Directions. Pictures in the records are to be excluded from an otherwise exact copy.

Material supplied.
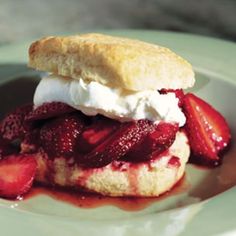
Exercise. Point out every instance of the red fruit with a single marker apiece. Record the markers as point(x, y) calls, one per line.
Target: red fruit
point(157, 141)
point(6, 148)
point(49, 110)
point(178, 93)
point(59, 136)
point(207, 130)
point(30, 143)
point(117, 145)
point(96, 133)
point(17, 173)
point(12, 126)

Written answer.
Exercise. Point out every instance of the red fruit with a single marker apiece. Record the markers as point(x, y) calls, one per line.
Target: red fruit
point(157, 141)
point(6, 148)
point(49, 110)
point(178, 93)
point(59, 136)
point(207, 130)
point(30, 143)
point(117, 145)
point(96, 133)
point(17, 173)
point(12, 126)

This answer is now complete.